ИСХОДНЫЙ ТЕКСТ —
⁂
Характеризуя погоду и природу ранней осени, Бунин использует народные приметы:
«Август был с теплыми дождиками <…> в самую пору, в средине месяца, около праздника св. Лаврентия. А “осень и зима хороши живут, коли на Лаврентия вода тиха и дождик”. Потом бабьим летом паутины много село на поля. Это тоже добрый знак: “Много тенетника на бабье лето — осень ядреная”…» (327–328).
Как замечает В. Н. Захаров, «праздник св. Лаврентия по юлианскому календарю отмечается 10 августа, а за несколько дней до него, 6 августа, — Преображение Господне, в народном наименовании яблочный Спас. До этого праздника считается грехом есть яблоки, на праздник в храмах их святят, время после праздника считается лучшим для посева озимой ржи. Поверие по поводу св. Лаврентия записано автором: “…осень и зима хороши живут, коли на Лаврентия вода тиха и дождик”» [Захаров, 1998: 23].
В художественной ткани рассказа «движение материального солнца и движение духовно-религиозного солнца срастаются и сплетаются в единый жизненный ход» [Ильин: 382]2, определяющий сущность соборного бытия народа, его взаимоотношения с миром природы.
Люди живут, соразмеряя свою жизнь не с климатическим календарем, а с религиозным, и в этом духовно-религиозном календарном измерении все приобретает особую значимость, сообразуясь с жизнью Христа, с событиями Нового Завета.
⁂
ИСХОДНЫЙ ЛИСТИНГ —
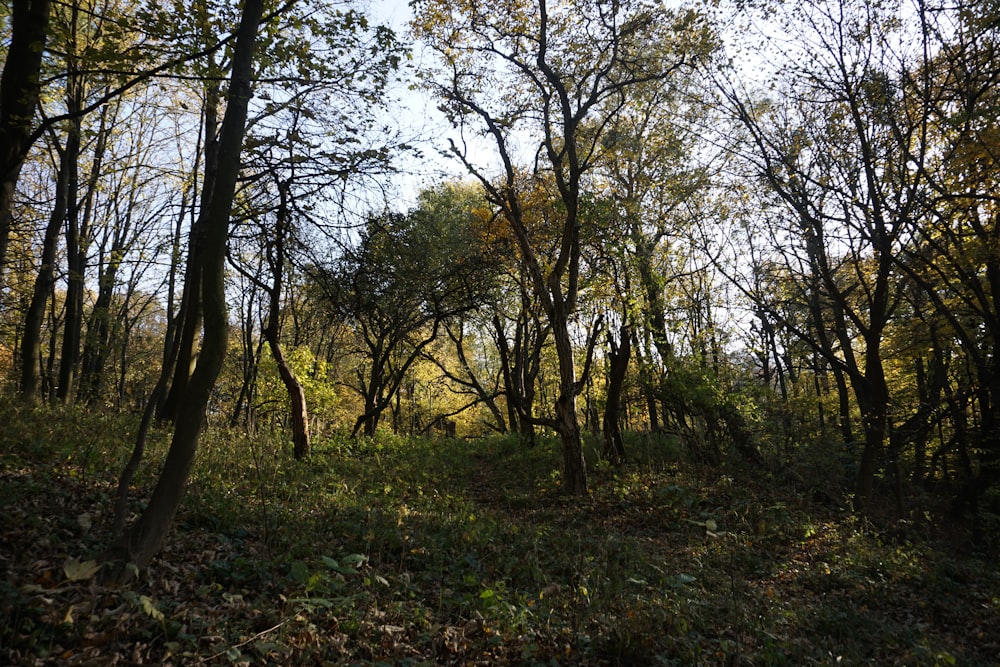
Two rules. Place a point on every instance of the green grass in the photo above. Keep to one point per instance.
(442, 551)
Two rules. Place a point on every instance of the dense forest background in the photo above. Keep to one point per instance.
(753, 240)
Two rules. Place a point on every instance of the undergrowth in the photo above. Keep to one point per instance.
(443, 551)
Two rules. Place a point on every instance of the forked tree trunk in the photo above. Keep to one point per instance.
(145, 538)
(19, 90)
(618, 357)
(31, 341)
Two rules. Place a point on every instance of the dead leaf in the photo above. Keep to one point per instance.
(80, 571)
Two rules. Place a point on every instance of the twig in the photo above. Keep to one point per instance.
(244, 643)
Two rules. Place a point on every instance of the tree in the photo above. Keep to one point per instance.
(20, 86)
(406, 276)
(828, 149)
(142, 540)
(552, 74)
⁂
ЗАДАНИЯ —
• 1. Ответьте на вопросы по фрагменту о рассказе Бунина:
(a) Какой праздник, по словам Захарова, отмечается 10 августа по юлианскому календарю?
(b) Как в народе называют Преображение Господне?
(c) С каким календарем, согласно последнему абзацу, люди соразмеряют свою жизнь?
• 2. Перепишите отрезок фрагмента о рассказе Бунина от «Характеризуя погоду и» до «[Захаров, 1998: 23].» включительно, поставив «озимой пшеницы» вместо «озимой ржи».
• 3. Продолжите, пожалуйста, фрагмент о рассказе Бунина, начав сразу после его последнего предложения.

ОТВЕТЫ —
• 1.
(a) Праздник св. Лаврентия.
(b) Яблочный Спас.
(c) С религиозным, а не с климатическим.

• 2.
Характеризуя погоду и природу ранней осени, Бунин использует народные приметы:
«Август был с теплыми дождиками <…> в самую пору, в средине месяца, около праздника св. Лаврентия. А “осень и зима хороши живут, коли на Лаврентия вода тиха и дождик”. Потом бабьим летом паутины много село на поля. Это тоже добрый знак: “Много тенетника на бабье лето — осень ядреная”…» (327–328).
Как замечает В. Н. Захаров, «праздник св. Лаврентия по юлианскому календарю отмечается 10 августа, а за несколько дней до него, 6 августа, — Преображение Господне, в народном наименовании яблочный Спас. До этого праздника считается грехом есть яблоки, на праздник в храмах их святят, время после праздника считается лучшим для посева озимой пшеницы. Поверие по поводу св. Лаврентия записано автором: “…осень и зима хороши живут, коли на Лаврентия вода тиха и дождик”» [Захаров, 1998: 23].

• 3.
Как отмечает В. Н. Захаров, русский человек жил и творил в «извечном годовом цикле Священной истории», «мыслил время не числами, а событиями Священной истории, отмечая время Рождеством, Святками, Крещением, Великим, Петровым, Успенским или Рождественским постами, масленицей, Прощеным воскресением, Чистым понедельником, Пасхой, Троицей, Духовым днем и т. д.», и «подобное ощущение времени было духовной или бытовой основой творчества многих русских писателей независимо от того, был ли он верующим или атеистом, ладил или нет с церковью» [Захаров, 1998: 23].
В этой соразмерности своей судьбы событиям Библейской истории человек обретал уверенность в особой, непререкаемой значимости своей жизни, преисполнялся сознанием глубокого, сокровенного смысла всего, что происходит с ним и вокруг него, обретал веру в Высшее Покровительство, чувствовал свою сопричастность мировой и природной жизни, что сообщало его личной судьбе особую значимость.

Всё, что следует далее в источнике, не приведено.